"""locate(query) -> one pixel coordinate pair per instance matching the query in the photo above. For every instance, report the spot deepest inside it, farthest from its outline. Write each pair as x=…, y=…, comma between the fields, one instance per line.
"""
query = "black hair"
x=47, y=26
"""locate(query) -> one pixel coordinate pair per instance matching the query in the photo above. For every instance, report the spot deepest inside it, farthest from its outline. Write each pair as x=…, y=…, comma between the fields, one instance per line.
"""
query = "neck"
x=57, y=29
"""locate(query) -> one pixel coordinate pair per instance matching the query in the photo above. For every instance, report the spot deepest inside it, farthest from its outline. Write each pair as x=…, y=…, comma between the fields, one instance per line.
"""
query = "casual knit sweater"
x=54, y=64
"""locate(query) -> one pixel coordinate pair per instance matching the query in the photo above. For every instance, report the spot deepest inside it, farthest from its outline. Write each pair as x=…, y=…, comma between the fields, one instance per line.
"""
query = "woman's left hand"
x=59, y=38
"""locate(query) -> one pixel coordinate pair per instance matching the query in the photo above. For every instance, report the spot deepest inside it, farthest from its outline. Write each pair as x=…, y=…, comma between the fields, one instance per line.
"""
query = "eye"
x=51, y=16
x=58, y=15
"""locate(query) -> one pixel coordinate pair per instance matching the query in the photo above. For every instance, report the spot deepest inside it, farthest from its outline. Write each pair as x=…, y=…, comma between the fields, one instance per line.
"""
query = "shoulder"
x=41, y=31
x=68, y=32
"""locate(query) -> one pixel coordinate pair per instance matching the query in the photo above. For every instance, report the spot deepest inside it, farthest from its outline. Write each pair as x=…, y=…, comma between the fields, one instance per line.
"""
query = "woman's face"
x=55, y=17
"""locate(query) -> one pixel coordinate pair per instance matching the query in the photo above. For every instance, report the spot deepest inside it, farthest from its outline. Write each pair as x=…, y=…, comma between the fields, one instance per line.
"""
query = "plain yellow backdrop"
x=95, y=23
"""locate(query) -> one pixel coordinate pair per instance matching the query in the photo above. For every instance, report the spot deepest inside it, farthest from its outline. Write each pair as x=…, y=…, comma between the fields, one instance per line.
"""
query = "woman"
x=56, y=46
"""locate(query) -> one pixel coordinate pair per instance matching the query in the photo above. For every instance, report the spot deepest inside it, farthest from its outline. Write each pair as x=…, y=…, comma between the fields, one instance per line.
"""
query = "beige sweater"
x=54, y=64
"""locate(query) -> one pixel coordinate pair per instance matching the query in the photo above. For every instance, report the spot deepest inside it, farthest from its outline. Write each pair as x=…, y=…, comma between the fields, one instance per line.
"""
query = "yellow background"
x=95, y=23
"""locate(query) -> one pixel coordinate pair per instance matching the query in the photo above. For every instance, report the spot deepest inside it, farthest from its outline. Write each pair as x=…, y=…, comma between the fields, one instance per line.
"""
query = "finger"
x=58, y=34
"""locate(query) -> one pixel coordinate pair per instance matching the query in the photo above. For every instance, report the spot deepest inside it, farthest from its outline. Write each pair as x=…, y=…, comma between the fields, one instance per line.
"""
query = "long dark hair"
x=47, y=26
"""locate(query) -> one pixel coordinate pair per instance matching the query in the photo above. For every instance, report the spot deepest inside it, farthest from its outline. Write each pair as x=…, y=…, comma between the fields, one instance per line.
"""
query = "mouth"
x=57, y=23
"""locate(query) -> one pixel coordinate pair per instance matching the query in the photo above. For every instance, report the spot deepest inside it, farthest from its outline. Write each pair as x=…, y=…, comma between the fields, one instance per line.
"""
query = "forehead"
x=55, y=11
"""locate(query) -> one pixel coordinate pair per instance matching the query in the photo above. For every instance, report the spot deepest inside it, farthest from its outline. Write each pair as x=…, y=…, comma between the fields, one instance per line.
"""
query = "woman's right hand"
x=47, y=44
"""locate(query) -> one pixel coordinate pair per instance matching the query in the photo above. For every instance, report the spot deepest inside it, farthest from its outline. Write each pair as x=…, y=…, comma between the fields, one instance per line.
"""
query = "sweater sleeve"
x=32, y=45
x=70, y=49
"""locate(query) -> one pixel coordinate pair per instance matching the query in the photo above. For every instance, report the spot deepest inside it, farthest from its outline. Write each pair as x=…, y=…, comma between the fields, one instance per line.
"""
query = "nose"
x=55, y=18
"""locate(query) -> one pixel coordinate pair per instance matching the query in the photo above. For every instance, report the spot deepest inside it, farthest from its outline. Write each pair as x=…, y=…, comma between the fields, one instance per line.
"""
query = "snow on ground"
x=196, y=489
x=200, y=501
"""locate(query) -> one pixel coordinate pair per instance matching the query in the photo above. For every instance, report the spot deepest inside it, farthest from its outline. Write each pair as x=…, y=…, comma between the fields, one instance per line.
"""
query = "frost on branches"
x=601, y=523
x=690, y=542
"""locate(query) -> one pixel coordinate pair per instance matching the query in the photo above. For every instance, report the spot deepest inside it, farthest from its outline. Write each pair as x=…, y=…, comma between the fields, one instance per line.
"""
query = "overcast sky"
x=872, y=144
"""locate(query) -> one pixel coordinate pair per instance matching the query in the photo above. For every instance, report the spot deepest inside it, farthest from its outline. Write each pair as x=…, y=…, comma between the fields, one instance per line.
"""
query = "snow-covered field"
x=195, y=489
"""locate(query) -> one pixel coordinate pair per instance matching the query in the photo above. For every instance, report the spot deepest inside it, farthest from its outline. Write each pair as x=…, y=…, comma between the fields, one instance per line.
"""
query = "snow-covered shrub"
■ ■ ■ ■
__Problem statement__.
All entries must be repeated verbatim.

__Result of the task__.
"""locate(query) -> one pixel coordinate pair per instance matching the query in the photo above. For every instance, report the spot deepest inside it, farthest from its outline. Write each pair as x=…, y=…, comma between the fields, one instance per line.
"""
query = "black hair"
x=47, y=26
"""locate(query) -> one pixel coordinate pair per instance matching the query in the photo above. For every instance, report the spot deepest inside it, farthest from its outline. Write each pair as x=…, y=…, comma between the fields, one instance per line.
"""
query = "neck"
x=57, y=29
"""locate(query) -> one pixel coordinate pair per instance matching the query in the photo above. For every instance, report the spot deepest inside it, farthest from its outline. Write each pair as x=…, y=…, comma between the fields, one instance per line.
"""
query = "casual knit sweater"
x=54, y=64
"""locate(query) -> one pixel coordinate pair per instance matching the query in the photo above. For every instance, report the spot deepest inside it, farthest from its outline. Write each pair as x=…, y=…, comma between the fields, one instance per line.
"""
query = "woman's left hand"
x=59, y=38
"""locate(query) -> one pixel coordinate pair per instance matching the query in the photo above. For every instance, report the spot deepest inside it, farthest from its outline. Write each pair as x=…, y=…, comma between the fields, one instance per line.
"""
query = "eye"
x=51, y=16
x=58, y=15
"""locate(query) -> one pixel coordinate pair per instance matching the query in the photo above. For every instance, report the spot deepest inside it, farthest from its outline. Write each pair as x=…, y=…, comma between the fields, one instance per line.
"""
query = "shoulder"
x=41, y=31
x=68, y=32
"""locate(query) -> one pixel coordinate pair per instance matching the query in the photo above. For every instance, report the spot deepest inside it, farthest from its outline. Write each pair as x=…, y=…, comma between the fields, one instance per line.
"""
query = "woman's face"
x=55, y=17
"""locate(query) -> one pixel coordinate pair per instance matching the query in the photo above. For every instance, report the spot deepest inside it, farthest from its outline. Write each pair as x=…, y=…, comma between the fields, one instance per line.
"""
query = "plain yellow backdrop"
x=95, y=23
"""locate(query) -> one pixel coordinate pair per instance matching the query in the photo above. For every instance, report the spot deepest inside it, farthest from its outline. Write each pair as x=…, y=…, comma between the fields, one instance per line.
"""
query = "woman"
x=56, y=46
"""locate(query) -> one pixel coordinate pair per instance matching the query in the photo above. For every instance, report the spot deepest inside it, farthest from its outline. Write each pair as x=…, y=…, comma between the fields, one instance per line.
"""
query = "beige sweater"
x=54, y=64
"""locate(query) -> one pixel coordinate pair per instance matching the query in the photo above. For every instance, report the spot deepest inside it, farthest from its outline. Write each pair as x=…, y=…, comma between the fields, one instance per line.
"""
query = "yellow background"
x=95, y=23
"""locate(query) -> one pixel coordinate pair per instance matching the query in the photo above. For every instance, report the spot deepest inside it, farthest from its outline. Write each pair as x=…, y=…, comma between the fields, one instance per line.
"""
query = "finger"
x=58, y=34
"""locate(query) -> one pixel coordinate pair per instance matching the query in the photo above. For every instance, report the spot deepest inside it, farthest from its outline. Write each pair as x=…, y=…, comma between the fields, one instance per line.
"""
query = "long dark hair"
x=47, y=26
"""locate(query) -> one pixel coordinate pair per instance matching the query in the photo above. For every instance, report the spot deepest inside it, farthest from its outline. Write each pair as x=…, y=…, comma between the fields, one instance per line.
"""
query = "mouth"
x=57, y=23
"""locate(query) -> one pixel coordinate pair per instance matching the query in the photo above. For every instance, report the spot deepest inside it, farthest from its outline. Write each pair as x=…, y=…, comma between the fields, one instance per line.
"""
query = "forehead"
x=55, y=11
"""locate(query) -> one pixel coordinate pair per instance matching the query in the photo above. For every instance, report the spot deepest inside it, farthest from its outline. Write each pair as x=…, y=…, comma between the fields, one instance per line.
"""
query = "woman's right hand"
x=47, y=44
"""locate(query) -> one pixel coordinate pair per instance matching the query in the photo above. For every instance, report the spot deepest inside it, farthest from its outline. Write each pair as x=…, y=…, comma between the fields, one instance per line.
"""
query = "sweater sleeve"
x=32, y=45
x=70, y=49
"""locate(query) -> one pixel coordinate pair per instance matching the query in the photo above. For every instance, report the spot deepest inside it, farthest from its outline. Write each pair as x=…, y=…, comma between the fields, one instance per line.
"""
query = "nose"
x=55, y=18
"""locate(query) -> one pixel coordinate pair per instance matching the query in the photo above. For every instance, report the spot deepest inside it, farthest from its outline. Write each pair as x=…, y=…, comma between the fields, one instance per line.
"""
query = "snow on ground"
x=196, y=489
x=200, y=501
"""locate(query) -> one pixel coordinate pair per instance matching the query in the photo above. For every instance, report the spot deepest inside it, farthest from its outline. Write each pair as x=…, y=…, comma between the fields, one instance per line.
"""
query = "frost on branches"
x=601, y=523
x=690, y=542
"""locate(query) -> one pixel coordinate pair per instance matching the query in the photo above. For every instance, report the spot deepest inside it, farthest from its outline. Write each pair as x=…, y=…, comma between the fields, one instance per line.
"""
query = "overcast sky"
x=872, y=144
"""locate(query) -> one pixel coordinate pair per instance matching the query in the photo above. For every instance, report the spot deepest inside it, farthest from its outline. Write each pair as x=…, y=…, comma between the fields, one instance per line.
"""
query = "snow-covered field"
x=195, y=489
"""locate(query) -> one pixel coordinate pair per instance matching the query in the photo above. For every instance, report the spot deepest inside it, farthest from its outline. Write each pair as x=…, y=…, comma between the fields, one instance per line.
"""
query = "snow-covered shrub"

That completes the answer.